TAREA REQUERIDA 1 ->
Según el fragmento sobre la cruzada en el Languedoc, ¿quién era el jefe de la guarnición de Marmanda?
TAREA REQUERIDA 2 ->
Retoma el fragmento sobre la cruzada en el Languedoc y continúalo a partir de su última oración.

PASAJE CITADO ->
La hoguera de Montsegur (fragmento)Zoé Oldenbourg
La hoguera de Montsegur (fragmento)

"Amaury de Montfort pide auxilio al rey de Francia y el Papa predica una nueva cruzada y apremia a Felipe Augusto para que envíe un ejército al Languedoc. Mientras tanto, Raimundo VII reconquista el Agenés y el Roergue y logra ante Vasièja una victoria en campo abierto sobre las tropas francesas.
Por segunda vez, el príncipe Luis irrumpe en el Mediodía de Francia: esta vez, su padre no ha puesto ninguna dificultad para que tome la cruz. Lleva consigo a veinte obispos, treinta condes, seiscientos caballeros y diez mil arqueros, un temible ejército que en principio debería haber asustado a unas poblaciones ya extenuadas por diez años de guerra. Se une a las tropas de Amaury de Montfort delante de Marmanda y toma la ciudad, en la que tiene lugar una horrible matanza: la guarnición y su jefe Centolh, conde de Astarac, se salvan —pretenden cambiarlos por prisioneros franceses— pero, acto seguido los vencedores se ensañan con la población civil:
… corren hacia la ciudad con armas afiladas y, una vez dentro, comienza la masacre y la terrible carnicería. Los barones, las damas, los niños, los hombres, las mujeres, despojados y desnudos, son pasados a cuchillo. La carne, la sangre, los sesos, los torsos, los miembros, los cuerpos descuartizados y perforados, los hígados, los corazones, despedazados, rotos, gimen por las plazas, como si se hubieran precipitado en una espesa lluvia. La tierra, el suelo, la ribera, se tiñen de rojo con la sangre derramada. No queda ni un solo hombre o mujer, ni joven ni viejo: ninguna criatura puede escapar, a menos que se haya escondido. La ciudad es destruida y el fuego se apodera de ella.
El autor de la Cansó considera que la mayoría de la población de la ciudad fue asesinada. Guillaume le Breton reconoce, por su parte, que en Marmanda se mató «a todos los burgueses con sus mujeres y sus hijos, a todos los habitantes hasta el número de 5000».

DATOS EXTRAÍDOS ->
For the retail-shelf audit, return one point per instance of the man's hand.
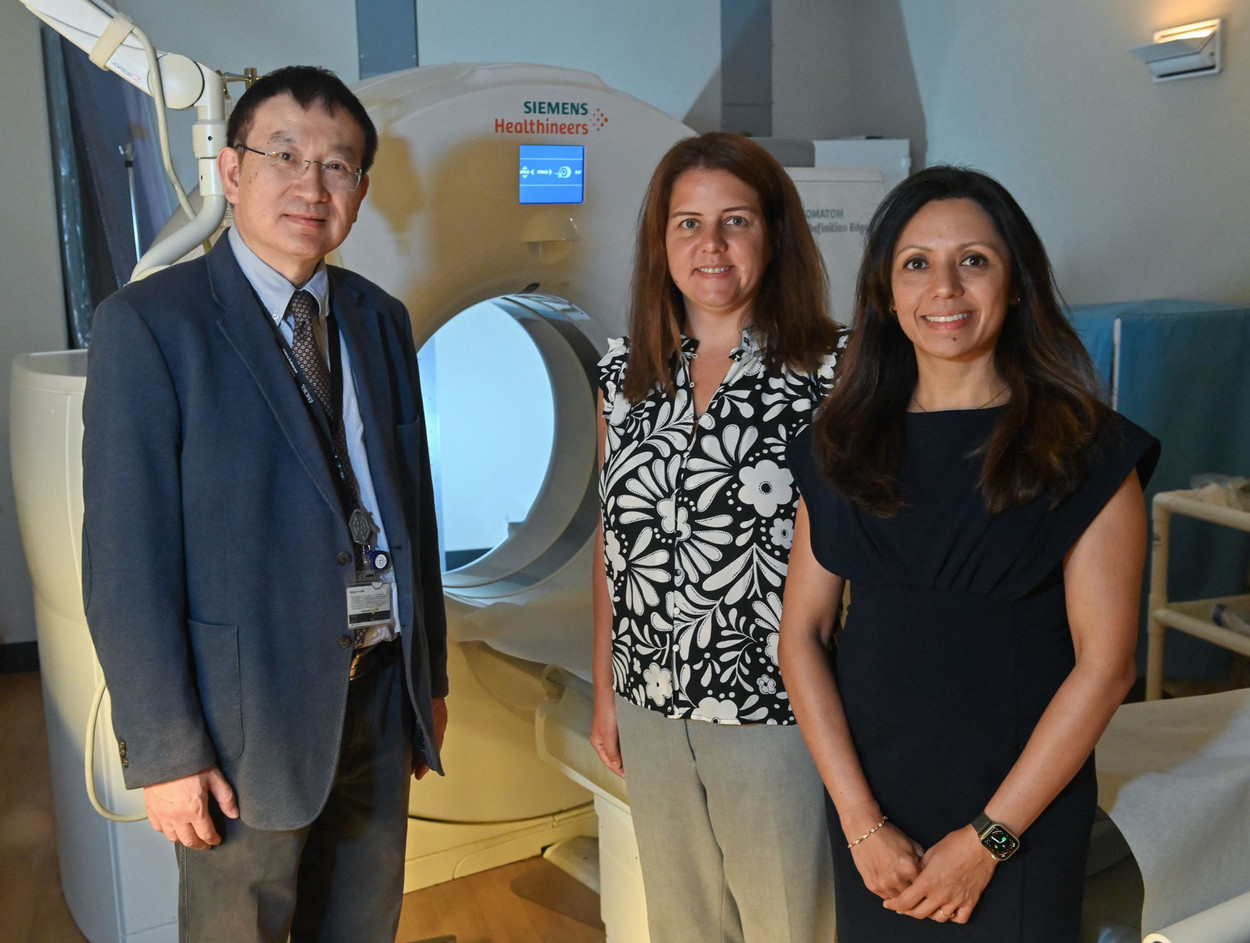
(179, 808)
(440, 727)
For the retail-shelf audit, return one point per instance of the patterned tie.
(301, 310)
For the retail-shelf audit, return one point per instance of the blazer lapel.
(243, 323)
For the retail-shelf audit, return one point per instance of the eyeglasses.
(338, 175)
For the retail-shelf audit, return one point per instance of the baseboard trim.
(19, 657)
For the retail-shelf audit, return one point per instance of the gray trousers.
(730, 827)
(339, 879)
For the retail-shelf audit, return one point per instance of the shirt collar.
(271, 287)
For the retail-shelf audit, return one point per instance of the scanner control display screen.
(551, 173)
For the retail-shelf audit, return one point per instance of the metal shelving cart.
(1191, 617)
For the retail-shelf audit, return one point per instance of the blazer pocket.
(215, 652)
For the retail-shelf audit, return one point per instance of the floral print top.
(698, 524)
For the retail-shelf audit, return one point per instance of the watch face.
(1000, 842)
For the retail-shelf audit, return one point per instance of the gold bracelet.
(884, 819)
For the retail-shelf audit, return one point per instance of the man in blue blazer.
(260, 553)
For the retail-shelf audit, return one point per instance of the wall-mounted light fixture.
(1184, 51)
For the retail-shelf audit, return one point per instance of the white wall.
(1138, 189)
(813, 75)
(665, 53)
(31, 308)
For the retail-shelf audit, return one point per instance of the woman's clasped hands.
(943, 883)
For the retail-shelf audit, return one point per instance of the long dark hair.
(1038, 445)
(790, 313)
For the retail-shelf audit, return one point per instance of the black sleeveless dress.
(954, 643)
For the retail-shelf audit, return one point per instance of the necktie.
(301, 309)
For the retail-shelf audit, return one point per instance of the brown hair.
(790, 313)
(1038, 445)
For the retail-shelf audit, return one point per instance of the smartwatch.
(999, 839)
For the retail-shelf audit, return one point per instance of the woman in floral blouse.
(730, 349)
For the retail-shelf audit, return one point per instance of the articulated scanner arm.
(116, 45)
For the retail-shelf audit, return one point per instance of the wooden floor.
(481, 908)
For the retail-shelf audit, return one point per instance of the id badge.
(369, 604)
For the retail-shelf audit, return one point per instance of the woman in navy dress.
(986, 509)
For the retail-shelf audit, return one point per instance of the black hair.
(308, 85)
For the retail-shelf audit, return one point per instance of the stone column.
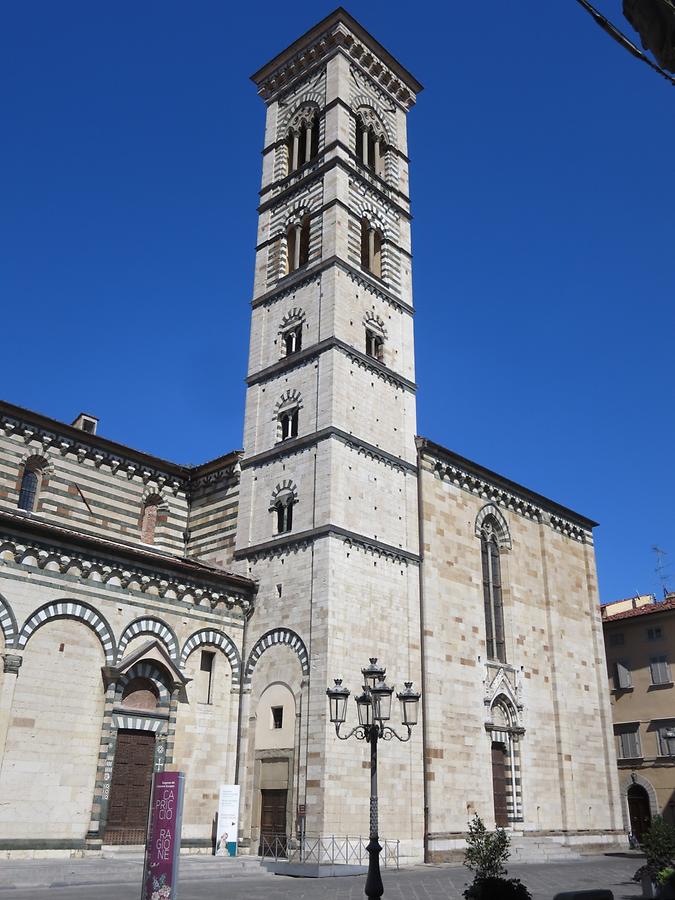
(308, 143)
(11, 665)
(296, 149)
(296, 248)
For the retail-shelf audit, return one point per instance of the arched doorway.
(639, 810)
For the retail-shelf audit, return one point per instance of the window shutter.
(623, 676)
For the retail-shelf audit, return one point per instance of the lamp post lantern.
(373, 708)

RESULTADO 1 ->
Centolh, conde de Astarac.

RESULTADO 2 ->
Algunos han visto en esa masacre, ejecutada a sangre fría —puesto que fue precedida por una larga deliberación a propósito de la suerte de la guarnición—, un efecto de la cólera de Amaury, deseoso de vengar a su padre. Sin embargo, lo más probable es que se tratase de una repetición consciente de la masacre de Besièrs que, aterrorizando a las poblaciones, había dado tan buenos resultados. Resulta bastante singular ver a obispos y barones discutiendo sobre el «deshonor» que atraerían sobre sí mismos si daban muerte a los soldados y después dejaban ir a sus tropas contra unos burgueses indefensos y contra mujeres y niños. Da la impresión, más para los caballeros del norte que para los del sur, de que los burgueses fueran unos seres de raza inferior y que matarlos apenas tendría consecuencias. El piadoso príncipe Luis no hizo nada para impedir aquella odiosa maniobra de intimidación, pero, por su parte, los pueblos del Languedoc, curtidos por diez años de cruzadas, se guardaron mucho de responder a la ofensiva con capitulaciones en masa —como hicieron después de Besièrs. Hacía ya mucho tiempo que esas tierras estaban acostumbradas al terror.
Cuando, después de dicha hazaña sangrante, el ejército real marchó sobre Tolosa, encontró una ciudad fortificada y organizada para la defensa. Raimundo VII se había encerrado en ella con mil caballeros. Ante el peligro, hizo un llamamiento al pueblo y ordenó exponer bajo la bóveda de la catedral las reliquias de san Exuperio; por tercera vez, el pueblo de Tolosa se preparaba para un asedio con gran entusiasmo.
Sin embargo, el sitio, iniciado el día 16 de junio de 1219, fue levantado el primero de agosto; el gran ejército del príncipe Luis, tras haber cercado y aislado la ciudad por completo y haber efectuado numerosos asaltos, constató que los sitiados no estaban decididos a capitular en modo alguno. Venido allí para sembrar el temor debido al prestigio del poder real, el príncipe comprendió que tenía que habérselas con un poderoso adversario y prefirió, como ya habían hecho las tropas de los cruzados en los primeros años de la guerra, dejar que Amaury de Montfort permaneciera por su cuenta y riesgo en el Languedoc. De este modo, apenas terminada su cuarentena, Luis levantó el sitio, abandonando sus máquinas de guerra.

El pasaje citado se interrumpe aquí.